▶ [EXERCISE PROMPT]:
Turn the material between the lines holding "form (250, 227)." and "(1084, 231)", inclusive, into a Markdown table with the columns Row and Text, giving each line a row number and leaving out blank lines.

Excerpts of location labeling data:
━━━━━━━━━━━━━━━━

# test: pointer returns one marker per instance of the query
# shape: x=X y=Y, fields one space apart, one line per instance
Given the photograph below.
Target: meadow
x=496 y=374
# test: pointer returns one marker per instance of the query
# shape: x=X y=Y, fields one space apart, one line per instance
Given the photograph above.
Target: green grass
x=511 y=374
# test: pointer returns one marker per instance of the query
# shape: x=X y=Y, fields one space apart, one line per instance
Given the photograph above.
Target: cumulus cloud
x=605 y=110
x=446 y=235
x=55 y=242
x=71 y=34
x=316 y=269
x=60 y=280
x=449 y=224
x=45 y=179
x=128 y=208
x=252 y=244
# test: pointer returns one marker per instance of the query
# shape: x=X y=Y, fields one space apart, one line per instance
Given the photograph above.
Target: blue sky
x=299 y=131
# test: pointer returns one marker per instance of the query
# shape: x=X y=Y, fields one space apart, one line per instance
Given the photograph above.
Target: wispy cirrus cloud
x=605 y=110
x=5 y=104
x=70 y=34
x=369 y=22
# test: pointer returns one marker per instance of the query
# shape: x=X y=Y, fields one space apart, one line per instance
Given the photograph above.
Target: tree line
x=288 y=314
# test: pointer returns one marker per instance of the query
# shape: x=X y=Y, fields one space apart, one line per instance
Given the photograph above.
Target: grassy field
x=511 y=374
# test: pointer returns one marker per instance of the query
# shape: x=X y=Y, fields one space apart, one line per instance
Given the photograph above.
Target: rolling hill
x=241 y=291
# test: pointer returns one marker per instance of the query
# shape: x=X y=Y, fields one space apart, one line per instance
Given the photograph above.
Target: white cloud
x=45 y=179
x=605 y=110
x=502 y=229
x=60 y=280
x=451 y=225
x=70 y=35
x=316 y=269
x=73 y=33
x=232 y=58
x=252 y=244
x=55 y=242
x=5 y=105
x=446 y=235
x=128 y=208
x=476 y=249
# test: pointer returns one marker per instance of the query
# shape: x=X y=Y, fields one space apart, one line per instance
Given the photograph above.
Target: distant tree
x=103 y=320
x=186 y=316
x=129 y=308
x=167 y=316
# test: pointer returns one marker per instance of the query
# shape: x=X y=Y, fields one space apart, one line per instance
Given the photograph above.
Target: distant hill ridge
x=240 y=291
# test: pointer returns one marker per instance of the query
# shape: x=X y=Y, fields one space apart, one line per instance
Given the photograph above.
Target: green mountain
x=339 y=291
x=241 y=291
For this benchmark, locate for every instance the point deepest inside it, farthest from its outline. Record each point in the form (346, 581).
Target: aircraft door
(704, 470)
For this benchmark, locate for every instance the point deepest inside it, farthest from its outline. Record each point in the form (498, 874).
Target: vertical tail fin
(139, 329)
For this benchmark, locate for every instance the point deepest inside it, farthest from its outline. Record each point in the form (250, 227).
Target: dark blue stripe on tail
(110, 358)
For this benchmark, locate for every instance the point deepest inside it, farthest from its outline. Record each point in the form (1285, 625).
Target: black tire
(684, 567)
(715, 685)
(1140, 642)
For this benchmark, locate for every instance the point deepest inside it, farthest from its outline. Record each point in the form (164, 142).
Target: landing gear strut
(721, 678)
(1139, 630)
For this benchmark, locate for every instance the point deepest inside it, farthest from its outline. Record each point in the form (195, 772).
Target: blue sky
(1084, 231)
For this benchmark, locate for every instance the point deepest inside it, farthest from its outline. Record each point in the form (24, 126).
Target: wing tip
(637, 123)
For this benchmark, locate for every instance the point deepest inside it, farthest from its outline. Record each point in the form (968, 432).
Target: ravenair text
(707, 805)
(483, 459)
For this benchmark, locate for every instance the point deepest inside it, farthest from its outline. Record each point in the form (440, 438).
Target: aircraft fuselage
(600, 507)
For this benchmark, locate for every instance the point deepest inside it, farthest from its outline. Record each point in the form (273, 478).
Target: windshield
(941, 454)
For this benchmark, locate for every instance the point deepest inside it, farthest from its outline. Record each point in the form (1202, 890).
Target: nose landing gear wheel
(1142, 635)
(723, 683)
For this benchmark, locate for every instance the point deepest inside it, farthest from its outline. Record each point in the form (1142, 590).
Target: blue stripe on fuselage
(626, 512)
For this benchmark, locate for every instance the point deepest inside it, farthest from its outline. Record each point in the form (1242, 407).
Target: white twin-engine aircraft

━━━━━━━━━━━━━━━━

▶ [WORKED SOLUTION]:
| Row | Text |
|---|---|
| 1 | For this benchmark, locate for every instance the point deepest inside it, farthest from its outline. Record each point in the form (250, 227). |
| 2 | Target: dark blue stripe on tail |
| 3 | (110, 358) |
| 4 | For this benchmark, locate for every instance the point deepest inside it, farthest from its outline. Record each point in the form (1285, 625). |
| 5 | Target: black tire |
| 6 | (684, 567) |
| 7 | (715, 685) |
| 8 | (1140, 642) |
| 9 | For this benchmark, locate for every instance the point deepest inside it, farthest from its outline. Record each point in the form (164, 142). |
| 10 | Target: landing gear strut |
| 11 | (721, 678) |
| 12 | (1139, 630) |
| 13 | For this benchmark, locate for every instance the point deepest inside it, farthest from its outline. Record each point in the form (195, 772). |
| 14 | Target: blue sky |
| 15 | (1084, 231) |